To be done → Copy out every record below with complete accuracy.

* * * * * * * * *

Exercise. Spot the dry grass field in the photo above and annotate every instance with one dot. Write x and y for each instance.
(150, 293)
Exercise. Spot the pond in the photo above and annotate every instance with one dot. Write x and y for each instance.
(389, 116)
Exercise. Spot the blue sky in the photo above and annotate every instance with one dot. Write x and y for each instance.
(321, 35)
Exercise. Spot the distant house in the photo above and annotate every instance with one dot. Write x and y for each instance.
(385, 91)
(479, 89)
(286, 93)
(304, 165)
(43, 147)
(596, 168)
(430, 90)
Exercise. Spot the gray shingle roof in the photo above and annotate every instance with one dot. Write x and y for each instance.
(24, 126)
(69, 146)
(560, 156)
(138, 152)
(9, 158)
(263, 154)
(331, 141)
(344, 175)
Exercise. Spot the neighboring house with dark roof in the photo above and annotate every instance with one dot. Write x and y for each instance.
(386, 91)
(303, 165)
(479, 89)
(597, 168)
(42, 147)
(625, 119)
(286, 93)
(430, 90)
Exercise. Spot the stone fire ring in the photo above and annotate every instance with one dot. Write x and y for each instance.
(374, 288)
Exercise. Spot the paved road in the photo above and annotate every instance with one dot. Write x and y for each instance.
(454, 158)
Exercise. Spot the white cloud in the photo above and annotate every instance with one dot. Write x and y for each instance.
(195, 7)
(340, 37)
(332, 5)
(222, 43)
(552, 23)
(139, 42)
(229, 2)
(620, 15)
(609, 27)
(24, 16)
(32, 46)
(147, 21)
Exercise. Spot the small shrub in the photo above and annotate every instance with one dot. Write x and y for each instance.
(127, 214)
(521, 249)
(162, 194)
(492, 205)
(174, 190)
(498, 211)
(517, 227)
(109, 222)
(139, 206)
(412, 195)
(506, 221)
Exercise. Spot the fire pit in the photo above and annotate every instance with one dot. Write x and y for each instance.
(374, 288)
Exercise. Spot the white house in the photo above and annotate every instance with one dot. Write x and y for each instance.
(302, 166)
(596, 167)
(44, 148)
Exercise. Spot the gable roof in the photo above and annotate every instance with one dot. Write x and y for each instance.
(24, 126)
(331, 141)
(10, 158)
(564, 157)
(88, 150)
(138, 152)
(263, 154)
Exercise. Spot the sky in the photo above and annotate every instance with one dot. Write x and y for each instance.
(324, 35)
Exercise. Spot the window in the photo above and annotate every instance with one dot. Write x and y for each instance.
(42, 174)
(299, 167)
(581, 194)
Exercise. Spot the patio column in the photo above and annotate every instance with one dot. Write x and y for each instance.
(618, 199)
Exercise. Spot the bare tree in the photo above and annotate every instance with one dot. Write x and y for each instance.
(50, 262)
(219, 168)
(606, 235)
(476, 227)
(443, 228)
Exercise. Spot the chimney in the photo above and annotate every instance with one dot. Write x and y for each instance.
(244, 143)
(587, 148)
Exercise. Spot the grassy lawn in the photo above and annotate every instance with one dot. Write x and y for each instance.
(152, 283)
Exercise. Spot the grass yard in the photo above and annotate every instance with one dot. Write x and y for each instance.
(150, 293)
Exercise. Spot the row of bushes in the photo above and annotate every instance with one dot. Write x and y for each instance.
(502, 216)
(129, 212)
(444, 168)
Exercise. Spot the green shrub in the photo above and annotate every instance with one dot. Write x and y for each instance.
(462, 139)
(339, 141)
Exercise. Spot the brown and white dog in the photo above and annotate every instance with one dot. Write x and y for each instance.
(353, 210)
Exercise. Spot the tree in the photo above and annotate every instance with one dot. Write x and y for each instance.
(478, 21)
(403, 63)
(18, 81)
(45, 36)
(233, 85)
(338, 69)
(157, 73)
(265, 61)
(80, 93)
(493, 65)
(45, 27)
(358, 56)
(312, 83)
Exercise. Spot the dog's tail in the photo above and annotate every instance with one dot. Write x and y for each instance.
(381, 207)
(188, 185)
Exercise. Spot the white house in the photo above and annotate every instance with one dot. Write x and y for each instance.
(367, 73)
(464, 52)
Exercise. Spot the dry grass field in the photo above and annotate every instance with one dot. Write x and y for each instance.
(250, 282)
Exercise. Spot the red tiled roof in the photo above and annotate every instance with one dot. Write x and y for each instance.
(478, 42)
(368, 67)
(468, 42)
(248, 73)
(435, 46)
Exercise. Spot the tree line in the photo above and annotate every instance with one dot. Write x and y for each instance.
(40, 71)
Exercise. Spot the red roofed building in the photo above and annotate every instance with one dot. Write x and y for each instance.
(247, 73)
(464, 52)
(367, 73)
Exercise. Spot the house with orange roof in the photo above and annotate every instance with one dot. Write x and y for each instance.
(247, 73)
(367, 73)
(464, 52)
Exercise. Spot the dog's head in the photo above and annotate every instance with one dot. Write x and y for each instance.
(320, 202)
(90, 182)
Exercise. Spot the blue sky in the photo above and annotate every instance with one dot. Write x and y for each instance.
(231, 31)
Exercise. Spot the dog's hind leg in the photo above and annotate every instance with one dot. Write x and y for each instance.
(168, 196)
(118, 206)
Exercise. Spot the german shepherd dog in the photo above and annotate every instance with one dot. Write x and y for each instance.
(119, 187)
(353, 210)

* * * * * * * * *

Result for this exercise →
Exercise. Spot the dry grass field in the photo above and annotate every instance with one dot. Write x and y for each instance.
(150, 293)
Exercise. Spot the pond in the photo above and annotate every instance with one dot. Write x and y for each instance.
(389, 116)
Exercise. Spot the blue sky in the photo above and annotate every instance with one dot. Write x and y for each instance.
(321, 35)
Exercise. Spot the distant house in the photo above and annotate every instance with one dot. Write x and y for each instance.
(385, 91)
(479, 89)
(286, 93)
(304, 165)
(43, 147)
(596, 168)
(430, 90)
Exercise. Spot the gray shingle roof in the photo above and annotate every instance with one dot. Write x and y for each instance.
(24, 126)
(69, 146)
(560, 156)
(138, 152)
(9, 158)
(263, 154)
(331, 141)
(344, 175)
Exercise. Spot the neighboring house with dark roof in the photo above and annotate every instance with one dot. Write x and y for each instance.
(386, 91)
(303, 165)
(479, 89)
(597, 168)
(42, 147)
(625, 119)
(286, 93)
(430, 90)
Exercise. Spot the stone fire ring in the photo above and annotate every instance with one dot. Write x and y for each instance.
(374, 288)
Exercise. Spot the paved road in the photo above and annotate every instance with one dot. Write x and y for each instance.
(454, 158)
Exercise. Spot the white cloud in the photo above and annotate every instance with one dot. Write x and y for each instance.
(195, 7)
(340, 37)
(332, 5)
(222, 43)
(552, 23)
(139, 42)
(229, 2)
(620, 15)
(609, 27)
(24, 16)
(32, 46)
(147, 21)
Exercise. Spot the small shrub in the photo above and annotate every instance with one dot. Write x and y for each instance.
(127, 214)
(521, 249)
(162, 194)
(492, 205)
(174, 190)
(498, 211)
(517, 227)
(109, 222)
(139, 206)
(412, 195)
(506, 221)
Exercise. Spot the fire pit in the photo above and annotate every instance with one dot. Write x and y for each instance.
(374, 288)
Exercise. Spot the white house in the photo above and annotate every instance with one dot. Write x and y for each instance.
(302, 166)
(596, 167)
(44, 148)
Exercise. Spot the gable roof in the photo above and annotate every instance with one dot. Write x and y for each instance.
(24, 126)
(331, 141)
(10, 158)
(564, 157)
(88, 150)
(138, 152)
(263, 154)
Exercise. Spot the sky in the photo above and annotate every instance with one dot. Write x and y for each instance.
(324, 35)
Exercise. Spot the window in the photo above and annotate every instance with one dot. Write x and y for each instance.
(42, 174)
(299, 167)
(581, 194)
Exercise. Spot the patio column in the photo above and annotate every instance with one dot. Write x and y for each instance.
(618, 199)
Exercise. Spot the bare tree in the photo above and annotate every instance with one dot. Write x and y for each instance.
(50, 262)
(219, 168)
(606, 235)
(476, 227)
(443, 228)
Exercise. Spot the chimney in the photo above and annotate every instance with one dot. Write x and y for each instance.
(244, 143)
(587, 148)
Exercise. Spot the grassy lawn in the photo above and annotate every instance with one dot. Write x and y for each instance.
(152, 283)
Exercise. Spot the grass yard in the photo above and annotate every instance with one dot. Write x and y for each instance.
(150, 293)
Exercise. Spot the row of bushes in the photo above and annotate every instance with one dot. Write x and y for each instance.
(502, 216)
(129, 212)
(444, 168)
Exercise. Spot the green shrub in the photo above and annotate every instance with one dot. Write x and y for each instance.
(462, 139)
(339, 141)
Exercise. Spot the brown and white dog in the photo above and annotate every instance with one dot. Write x and y for each instance.
(353, 210)
Exercise. Spot the tree in the photo above and annotate every instance with one dot. Write x and y for each instance.
(478, 21)
(403, 63)
(18, 81)
(45, 36)
(233, 85)
(338, 69)
(157, 73)
(265, 61)
(80, 93)
(493, 65)
(45, 27)
(358, 56)
(312, 83)
Exercise. Spot the dog's tail in the photo above and annotate every instance with one dot. Write x and y for each instance.
(381, 207)
(188, 185)
Exercise. Spot the white house in the photo above and annotate every instance with one dot. Write x and y for each instance.
(367, 73)
(464, 52)
Exercise. Spot the dry grass field in the photo above and annotate every instance with one dot. Write x and y for each instance.
(250, 282)
Exercise. Spot the red tiled roof in the photo above and annotate every instance with one dot. Write x and y for each instance.
(478, 42)
(368, 67)
(468, 42)
(248, 73)
(435, 46)
Exercise. Spot the tree line in the photo above and annotate every instance with one dot. Write x and y for each instance.
(40, 71)
Exercise. Spot the red roofed building in the photo above and annotate every instance with one dot. Write x and y for each instance.
(247, 73)
(464, 52)
(367, 73)
Exercise. Spot the house with orange roof in the photo above and annotate every instance with one dot. Write x and y for each instance.
(247, 73)
(367, 73)
(464, 52)
Exercise. Spot the dog's head in the photo above and annotate every instance with one dot. Write x and y for each instance.
(320, 202)
(90, 182)
Exercise. Spot the blue sky in the photo above and annotate every instance with one dot. Write x and y for each instance.
(231, 31)
Exercise. Spot the dog's hind leg in the photo above and annotate every instance with one dot. Write x and y for each instance.
(168, 196)
(118, 206)
Exercise. Spot the german shepherd dog in the photo above and annotate every instance with one dot. Write x and y for each instance.
(119, 187)
(353, 210)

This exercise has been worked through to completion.